**DIRECTIONS FOR THIS TASK**
Reproduce word for word the stretch of the Lifeweaver article from "Overwatch 2 has" through "a team composition.".

Overwatch 2 is gearing up for its fourth season, which’ll bring a new support hero into the shooter’s expanding roster. The newest addition will be Lifeweaver, Overwatch’s first Thai hero and first openly pansexual hero. 

Overwatch 2 has been working on building out its support roster, which has had relatively few options compared with the tank and damage roles. The game added Kiriko at launch in October, Lifeweaver will join the roster later this month, and a recent developer blog post confirmed that the new hero for season 6 will also be from the support role. Put another way: Overwatch 2 will add as many support heroes in its first year as the game did in the previous five years. These additions will give support players more variety in the heroes they can play and the ways they can contribute to a team composition. 

CNET had a chance to hear directly from the Overwatch developers in media interviews ahead of the hero’s announcement. Here’s what we learned.

Lifeweaver launch date

Lifeweaver will be part of the season 4 battle pass, when the season begins on April 11.

New hero abilities

Lifeweaver is a utility-focused support who focuses on keeping teammates alive and providing additional mobility options to allies. Here’s what his kit looks like:

Primary weapon: Healing Blossom. Hold primary fire to charge a healing burst and release to send the burst to your targeted ally.

Secondary weapon: Thorn Volley. Unload a series of projectiles at a rapid fire rate. Note that Lifeweaver has to swap between weapons like Mercy with her staff and blaster.

Petal Platform. Place a platform on the ground that raises as soon as a hero (from either team) steps on it. Jump at the apex of the lift for an extra aerial boost. The petal can be destroyed by Lifeweaver or by damage, and it can be hacked.

Rejuvenating Dash. Make a small leap in the direction you’re moving and gain a small self-heal. 

Life Grip. Yoink a targeted teammate to your location. Think of it like a Roadhog hook that targets and protects allies. 

Passive: Parting Gift. When Lifeweaver dies, he drops a gift that restores a large amount of health to an ally or a small amount to an enemy — whoever grabs it first. 

Ultimate: Tree of Life. Construct a tree that heals immediately upon cast and periodically for as long as the tree stands. The tree blocks line of sight and can be damaged by fire and destroyed by Sombra’s EMP. 

The developers fielded a lot of questions about the potential to abuse Lifeweaver’s teammate-moving abilities, as too many of us have started a match by being walled off in our own spawn room by a trolling Mei. They said the game has some detections in place to prevent, say, your team’s Lifeweaver deliberately pulling you off the map. Mobility abilities such as Tracer’s blink will also cancel the effect of Life Grip, giving players some additional control. And both the Petal Platform and Tree of Life can be canceled if they’re accidentally used at an inopportune time.

[Bounding box annotation entries]
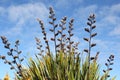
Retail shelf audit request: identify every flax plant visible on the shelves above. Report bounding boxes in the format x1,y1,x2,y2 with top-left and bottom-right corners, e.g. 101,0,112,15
0,7,115,80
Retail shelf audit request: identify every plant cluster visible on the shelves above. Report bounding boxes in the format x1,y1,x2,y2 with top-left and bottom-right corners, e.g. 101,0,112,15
0,7,115,80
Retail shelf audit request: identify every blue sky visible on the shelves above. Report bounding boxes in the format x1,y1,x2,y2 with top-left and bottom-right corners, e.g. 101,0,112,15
0,0,120,80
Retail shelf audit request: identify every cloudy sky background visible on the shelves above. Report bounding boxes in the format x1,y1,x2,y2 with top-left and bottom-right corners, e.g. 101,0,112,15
0,0,120,80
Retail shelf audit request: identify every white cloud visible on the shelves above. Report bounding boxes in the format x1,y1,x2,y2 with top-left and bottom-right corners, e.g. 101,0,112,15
55,0,83,9
8,3,48,21
0,3,48,36
110,26,120,36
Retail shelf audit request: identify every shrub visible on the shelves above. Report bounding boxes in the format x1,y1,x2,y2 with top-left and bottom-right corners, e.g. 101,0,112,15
0,7,115,80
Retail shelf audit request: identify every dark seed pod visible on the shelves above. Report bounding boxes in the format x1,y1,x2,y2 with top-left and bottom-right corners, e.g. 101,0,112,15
84,49,88,53
85,28,90,32
83,38,89,42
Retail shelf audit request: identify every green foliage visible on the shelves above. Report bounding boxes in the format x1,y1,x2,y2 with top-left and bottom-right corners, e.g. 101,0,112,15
0,7,115,80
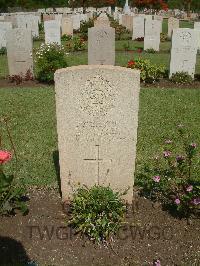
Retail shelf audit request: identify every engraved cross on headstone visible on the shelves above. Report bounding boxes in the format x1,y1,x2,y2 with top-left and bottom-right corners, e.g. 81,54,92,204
84,145,103,185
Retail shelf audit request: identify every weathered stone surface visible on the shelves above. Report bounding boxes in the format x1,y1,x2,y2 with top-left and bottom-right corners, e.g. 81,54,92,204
194,22,200,50
88,27,115,65
44,20,61,45
72,14,81,30
17,14,39,37
7,28,33,76
168,17,179,38
132,16,144,40
62,17,73,36
170,28,199,78
154,15,163,33
0,22,12,48
144,20,161,51
43,14,55,21
55,66,140,203
94,13,110,27
122,15,133,32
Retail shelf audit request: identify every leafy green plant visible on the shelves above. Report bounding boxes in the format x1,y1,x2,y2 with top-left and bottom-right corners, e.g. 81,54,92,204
127,58,166,83
137,125,200,217
80,19,94,40
111,20,130,40
35,43,68,82
66,36,86,52
135,37,144,42
123,41,130,51
170,72,193,84
0,118,28,215
0,47,7,55
61,34,72,41
145,48,157,54
160,32,168,42
69,186,126,242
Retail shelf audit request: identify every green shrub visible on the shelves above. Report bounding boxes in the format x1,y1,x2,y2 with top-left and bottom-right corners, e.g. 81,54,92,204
66,36,86,52
111,20,130,40
160,32,168,42
80,19,94,40
128,58,166,83
69,186,126,242
35,44,68,82
0,47,7,55
170,72,193,84
123,41,131,51
61,34,72,41
0,118,28,215
145,48,157,54
136,125,200,217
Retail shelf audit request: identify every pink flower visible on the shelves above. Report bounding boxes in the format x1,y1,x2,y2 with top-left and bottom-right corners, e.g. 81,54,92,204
153,175,160,183
163,151,171,158
154,260,161,266
165,139,172,144
186,185,193,192
174,198,181,205
176,155,185,163
193,198,200,205
190,143,197,149
0,150,12,164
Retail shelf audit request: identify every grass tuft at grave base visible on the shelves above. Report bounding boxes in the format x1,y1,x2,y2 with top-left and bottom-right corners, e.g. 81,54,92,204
0,86,200,187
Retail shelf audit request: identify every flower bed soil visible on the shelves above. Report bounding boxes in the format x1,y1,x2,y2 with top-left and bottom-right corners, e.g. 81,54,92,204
0,79,200,89
0,189,200,266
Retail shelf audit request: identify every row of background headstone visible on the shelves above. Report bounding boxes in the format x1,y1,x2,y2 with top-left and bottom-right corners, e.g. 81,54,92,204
0,13,200,79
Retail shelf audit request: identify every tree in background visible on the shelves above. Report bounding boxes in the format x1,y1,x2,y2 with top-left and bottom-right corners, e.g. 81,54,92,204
131,0,168,10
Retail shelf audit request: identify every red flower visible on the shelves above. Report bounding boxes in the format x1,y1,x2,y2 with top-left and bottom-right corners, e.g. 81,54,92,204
128,60,135,67
0,151,12,164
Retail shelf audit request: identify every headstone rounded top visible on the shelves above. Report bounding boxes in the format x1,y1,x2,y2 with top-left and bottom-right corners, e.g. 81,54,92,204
54,65,140,78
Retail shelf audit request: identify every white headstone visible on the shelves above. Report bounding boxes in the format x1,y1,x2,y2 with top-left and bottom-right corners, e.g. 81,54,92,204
144,20,161,51
44,20,61,45
72,14,81,30
62,18,73,36
132,16,144,40
168,17,179,39
55,66,140,203
170,28,198,77
88,27,115,65
0,22,12,48
7,28,33,76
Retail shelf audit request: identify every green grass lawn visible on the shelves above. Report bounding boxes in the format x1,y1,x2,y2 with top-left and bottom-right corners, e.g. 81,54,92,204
0,87,200,186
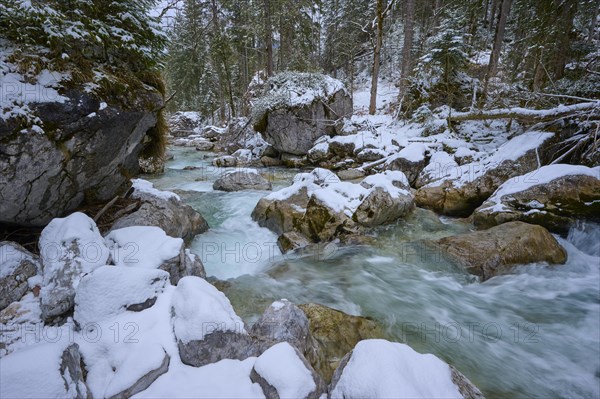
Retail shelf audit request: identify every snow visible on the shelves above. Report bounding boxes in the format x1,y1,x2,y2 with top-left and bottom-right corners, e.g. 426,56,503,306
39,212,109,293
265,168,410,217
73,266,169,328
483,164,600,212
105,226,183,269
331,339,462,398
131,179,181,201
0,242,38,279
172,276,246,343
254,342,317,398
0,342,81,399
134,357,264,399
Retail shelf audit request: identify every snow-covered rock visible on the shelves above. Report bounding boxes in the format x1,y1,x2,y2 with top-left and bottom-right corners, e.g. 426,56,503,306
252,72,352,155
427,222,567,281
111,179,208,242
0,342,89,398
0,241,41,310
39,212,109,319
73,266,169,328
298,303,383,382
416,131,554,216
252,168,414,250
172,277,271,367
250,342,326,399
329,339,474,398
473,164,600,233
213,168,272,191
250,299,316,353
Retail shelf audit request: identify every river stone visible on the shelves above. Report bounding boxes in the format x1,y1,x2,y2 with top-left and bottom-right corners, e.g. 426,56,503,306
253,73,352,155
473,171,600,234
298,303,383,382
0,86,163,226
252,187,308,234
250,299,316,354
0,241,41,310
111,192,208,242
426,222,567,281
250,342,327,399
415,132,555,216
213,169,272,191
110,349,171,399
352,187,415,227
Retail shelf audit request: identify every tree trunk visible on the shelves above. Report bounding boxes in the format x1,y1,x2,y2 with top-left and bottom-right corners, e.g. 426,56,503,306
369,0,383,115
400,0,415,97
483,0,512,95
263,0,273,77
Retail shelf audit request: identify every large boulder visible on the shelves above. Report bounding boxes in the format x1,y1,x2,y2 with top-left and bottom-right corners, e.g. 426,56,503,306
0,241,41,310
426,222,567,281
0,341,90,399
299,303,383,382
111,179,208,242
415,131,554,216
252,168,414,251
329,339,483,399
39,212,109,319
171,277,272,367
473,164,600,233
252,72,352,155
0,89,162,226
250,342,327,399
213,168,272,191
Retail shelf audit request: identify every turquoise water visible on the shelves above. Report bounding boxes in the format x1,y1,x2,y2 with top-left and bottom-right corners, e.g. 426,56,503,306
149,148,600,398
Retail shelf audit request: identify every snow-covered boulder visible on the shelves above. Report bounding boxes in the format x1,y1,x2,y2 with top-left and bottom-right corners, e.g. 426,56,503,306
0,342,89,398
213,168,272,191
250,342,326,399
39,212,109,319
298,303,383,382
250,299,316,354
329,339,483,399
73,266,169,328
252,168,414,250
0,83,163,226
427,222,567,281
171,277,271,367
473,164,600,233
0,241,41,310
111,179,208,242
416,131,555,216
252,72,352,155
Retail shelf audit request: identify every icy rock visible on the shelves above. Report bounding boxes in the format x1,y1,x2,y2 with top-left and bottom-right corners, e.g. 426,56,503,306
0,342,90,398
111,179,208,242
298,303,383,382
213,169,272,191
473,164,600,234
250,342,326,399
73,266,169,327
39,212,109,319
0,241,41,310
426,222,567,281
171,277,272,367
329,339,482,398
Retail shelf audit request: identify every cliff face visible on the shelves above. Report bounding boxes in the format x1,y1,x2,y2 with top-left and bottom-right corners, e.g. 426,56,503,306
0,89,163,226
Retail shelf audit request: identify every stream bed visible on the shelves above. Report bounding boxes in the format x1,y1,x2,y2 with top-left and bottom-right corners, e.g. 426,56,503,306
144,147,600,398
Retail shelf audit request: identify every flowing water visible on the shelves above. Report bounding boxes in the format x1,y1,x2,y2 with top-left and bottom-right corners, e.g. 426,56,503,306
149,148,600,398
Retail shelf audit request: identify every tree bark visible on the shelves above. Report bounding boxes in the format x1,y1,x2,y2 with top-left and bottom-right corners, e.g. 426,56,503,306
483,0,512,94
369,0,384,115
400,0,415,97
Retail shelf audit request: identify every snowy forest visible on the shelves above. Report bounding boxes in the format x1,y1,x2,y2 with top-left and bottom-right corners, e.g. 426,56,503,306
0,0,600,399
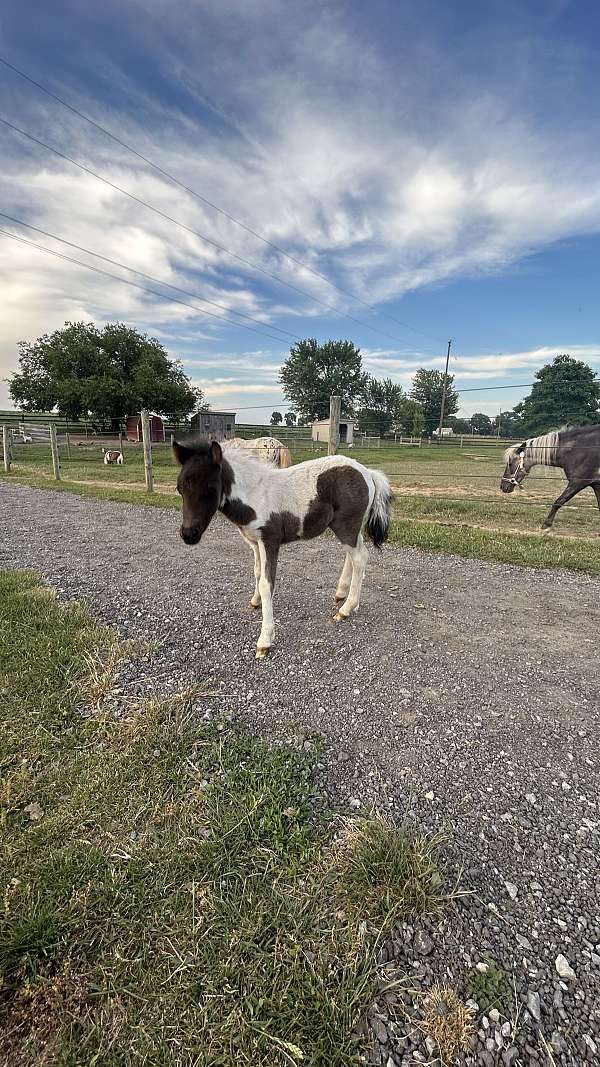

**EXERCISE RESPONSE**
Overwatch 2 has been working on building out its support roster, which has had relatively few options compared with the tank and damage roles. The game added Kiriko at launch in October, Lifeweaver will join the roster later this month, and a recent developer blog post confirmed that the new hero for season 6 will also be from the support role. Put another way: Overwatch 2 will add as many support heroes in its first year as the game did in the previous five years. These additions will give support players more variety in the heroes they can play and the ways they can contribute to a team composition.